§ **Source document**:
11 coins draw sequentially.what is the probability of 6th and 8th no. coin given a head

• as the events are independent
  answer=probability of getting head at 6th pos * probability of getting head at 8th pos
  =1/2 * 1/2
  =1/4
• 4 years agoHelpfull: Yes(6) No(0)
• option please?
• 5 years agoHelpfull: Yes(5) No(3)
• There is 2^11 outcomes
  Out of it 2^9 gives head at 6&8 so probability is 1/4
• 5 years agoHelpfull: Yes(3) No(0)
• answer is 1/2 as each case will have the same probabilty of one head and one tail similarly 6th and 8th will also have the probabilty of that only
• 4 years agoHelpfull: Yes(2) No(2)
• Head= H
  Tail= T
  Probability- T T T T T H T H _ _ _
  Till 6th no it will be constant and after that the probability will change so it will be 3/2^3 = 3/8
• 5 years agoHelpfull: Yes(1) No(16)
• (a)1/2^8 (b)1/2^9 (b)1/4 (c)1/4*2^9
• 5 years agoHelpfull: Yes(0) No(6)
• always solve to possibilty...one is wrong and one is right..all coins have 1/2 possibility..then 1/2*1/2..11term
  then answer is 1/4*2^9
  bt other solution
  first coin always given head or tail so 1,2,3,4,5,7,9,10,11 and head or tail comes possibilty in these coins always (1+1)/2..then answer always given 1/4....so i m confuse choosen one answer..
• 5 years agoHelpfull: Yes(0) No(6)
• you gave exam in september?
• 5 years agoHelpfull: Yes(0) No(21)
• for 6th coin probability of getting head= 1/2
  for 8th coin probability of getting head= 1/2
  for Both the cases P(E)= 1/2.
• 3 years agoHelpfull: Yes(0) No(0)

§ **Given task**: In the coin-probability thread, how many total outcomes for the 11 coins does the reply that counts outcomes give? The rows have no connection to the coin-probability thread.

§ **Stored records**:

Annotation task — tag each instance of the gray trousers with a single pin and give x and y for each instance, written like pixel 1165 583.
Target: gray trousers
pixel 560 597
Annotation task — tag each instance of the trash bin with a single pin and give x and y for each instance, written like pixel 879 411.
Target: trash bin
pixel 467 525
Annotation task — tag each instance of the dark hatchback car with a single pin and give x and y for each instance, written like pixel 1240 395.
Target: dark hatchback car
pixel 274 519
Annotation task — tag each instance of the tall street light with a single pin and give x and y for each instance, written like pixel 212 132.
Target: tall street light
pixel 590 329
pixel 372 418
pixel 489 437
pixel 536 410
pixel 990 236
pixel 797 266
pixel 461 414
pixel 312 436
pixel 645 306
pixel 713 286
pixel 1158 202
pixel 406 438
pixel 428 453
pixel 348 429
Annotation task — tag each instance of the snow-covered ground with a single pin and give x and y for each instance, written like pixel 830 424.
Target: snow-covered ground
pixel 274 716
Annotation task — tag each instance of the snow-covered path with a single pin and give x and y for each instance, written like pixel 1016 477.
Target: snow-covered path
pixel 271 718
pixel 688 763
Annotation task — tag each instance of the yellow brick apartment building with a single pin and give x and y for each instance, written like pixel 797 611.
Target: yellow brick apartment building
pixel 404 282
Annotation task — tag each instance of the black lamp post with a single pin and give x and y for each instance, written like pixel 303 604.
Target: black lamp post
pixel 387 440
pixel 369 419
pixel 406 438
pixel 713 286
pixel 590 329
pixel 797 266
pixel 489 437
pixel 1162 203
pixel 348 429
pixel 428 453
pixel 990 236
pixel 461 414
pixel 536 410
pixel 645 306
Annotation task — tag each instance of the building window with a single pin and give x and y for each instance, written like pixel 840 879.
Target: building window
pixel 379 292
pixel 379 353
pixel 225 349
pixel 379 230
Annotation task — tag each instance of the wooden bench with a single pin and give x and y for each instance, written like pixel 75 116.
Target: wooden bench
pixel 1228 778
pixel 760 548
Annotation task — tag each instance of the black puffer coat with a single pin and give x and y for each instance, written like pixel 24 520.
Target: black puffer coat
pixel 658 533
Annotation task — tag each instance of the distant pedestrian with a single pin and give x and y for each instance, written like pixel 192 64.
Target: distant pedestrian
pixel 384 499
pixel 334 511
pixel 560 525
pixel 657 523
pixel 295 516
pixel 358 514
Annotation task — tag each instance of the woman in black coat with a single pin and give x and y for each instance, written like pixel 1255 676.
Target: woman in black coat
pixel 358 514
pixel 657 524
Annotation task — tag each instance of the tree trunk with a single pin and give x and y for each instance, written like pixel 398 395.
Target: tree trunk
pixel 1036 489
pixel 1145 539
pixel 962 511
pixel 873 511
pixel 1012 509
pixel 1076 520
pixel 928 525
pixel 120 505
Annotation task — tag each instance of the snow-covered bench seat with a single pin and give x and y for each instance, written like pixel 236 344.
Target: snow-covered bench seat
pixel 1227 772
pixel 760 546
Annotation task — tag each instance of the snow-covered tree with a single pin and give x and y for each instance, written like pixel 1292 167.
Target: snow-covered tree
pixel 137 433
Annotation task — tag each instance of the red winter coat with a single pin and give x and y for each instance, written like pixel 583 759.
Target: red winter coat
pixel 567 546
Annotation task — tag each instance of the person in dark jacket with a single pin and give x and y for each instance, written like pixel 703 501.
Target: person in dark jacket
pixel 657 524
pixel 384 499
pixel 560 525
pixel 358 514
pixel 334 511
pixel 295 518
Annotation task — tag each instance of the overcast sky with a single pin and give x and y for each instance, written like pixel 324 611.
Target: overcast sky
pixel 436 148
...
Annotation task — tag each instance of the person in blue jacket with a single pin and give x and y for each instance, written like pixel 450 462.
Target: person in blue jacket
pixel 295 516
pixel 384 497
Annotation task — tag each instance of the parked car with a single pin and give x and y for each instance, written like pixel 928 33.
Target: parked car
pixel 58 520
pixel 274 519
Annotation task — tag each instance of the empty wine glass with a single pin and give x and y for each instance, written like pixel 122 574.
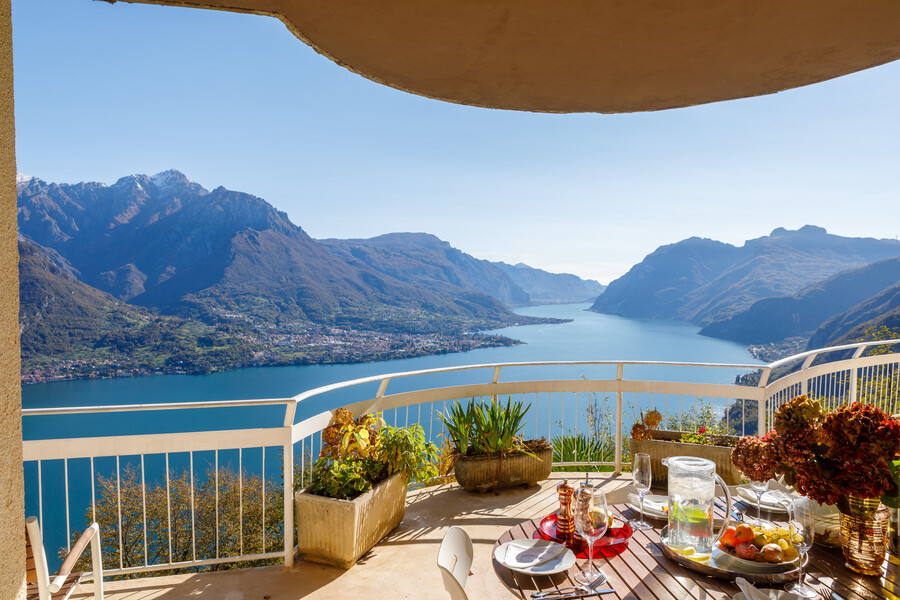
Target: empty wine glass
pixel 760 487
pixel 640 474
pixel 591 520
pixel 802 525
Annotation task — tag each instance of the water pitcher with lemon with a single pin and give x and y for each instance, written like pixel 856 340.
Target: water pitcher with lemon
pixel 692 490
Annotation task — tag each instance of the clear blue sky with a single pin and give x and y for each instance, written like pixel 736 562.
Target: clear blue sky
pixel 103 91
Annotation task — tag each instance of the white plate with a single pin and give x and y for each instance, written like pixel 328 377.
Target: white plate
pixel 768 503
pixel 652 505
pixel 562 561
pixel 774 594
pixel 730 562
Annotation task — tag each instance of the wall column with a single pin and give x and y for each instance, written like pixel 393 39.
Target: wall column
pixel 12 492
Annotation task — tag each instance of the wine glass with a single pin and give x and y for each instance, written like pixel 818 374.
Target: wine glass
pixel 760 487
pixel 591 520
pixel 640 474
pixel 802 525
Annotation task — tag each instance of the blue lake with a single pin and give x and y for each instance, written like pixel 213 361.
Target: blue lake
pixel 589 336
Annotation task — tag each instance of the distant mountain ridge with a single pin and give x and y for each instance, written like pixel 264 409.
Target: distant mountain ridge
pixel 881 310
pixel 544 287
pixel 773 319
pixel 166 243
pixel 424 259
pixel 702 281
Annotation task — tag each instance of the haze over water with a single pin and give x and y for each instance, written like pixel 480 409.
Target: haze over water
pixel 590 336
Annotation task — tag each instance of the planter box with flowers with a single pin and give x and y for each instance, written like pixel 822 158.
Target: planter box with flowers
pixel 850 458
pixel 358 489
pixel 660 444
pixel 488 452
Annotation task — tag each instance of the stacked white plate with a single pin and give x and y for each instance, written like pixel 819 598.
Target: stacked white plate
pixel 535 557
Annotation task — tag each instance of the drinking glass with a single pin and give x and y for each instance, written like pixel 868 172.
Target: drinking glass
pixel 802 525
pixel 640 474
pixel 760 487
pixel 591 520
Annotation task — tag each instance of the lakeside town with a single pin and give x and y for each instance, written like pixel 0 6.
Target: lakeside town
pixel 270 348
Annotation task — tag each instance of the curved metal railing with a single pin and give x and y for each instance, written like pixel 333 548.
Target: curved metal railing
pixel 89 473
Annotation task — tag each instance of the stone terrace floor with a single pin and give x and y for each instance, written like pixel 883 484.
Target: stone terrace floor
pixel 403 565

§ **Solved exercise**: 2^11 outcomes.